Provided data START

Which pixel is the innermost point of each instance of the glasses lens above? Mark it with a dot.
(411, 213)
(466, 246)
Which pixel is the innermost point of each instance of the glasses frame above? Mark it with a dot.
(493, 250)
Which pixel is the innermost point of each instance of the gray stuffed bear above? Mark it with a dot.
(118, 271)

Provided data END

## Activity
Copy out each record, keeping every word as it is.

## Output for this task
Which pixel is the innermost point of each instance of the glasses lens above? Mark it with a dot.
(411, 213)
(466, 246)
Which pixel is the innermost point of each instance of the glasses frame above? Mark it with a dot.
(493, 250)
Which pixel is the innermost point of each instance of the gray stuffed bear above? Mark it with a dot.
(118, 271)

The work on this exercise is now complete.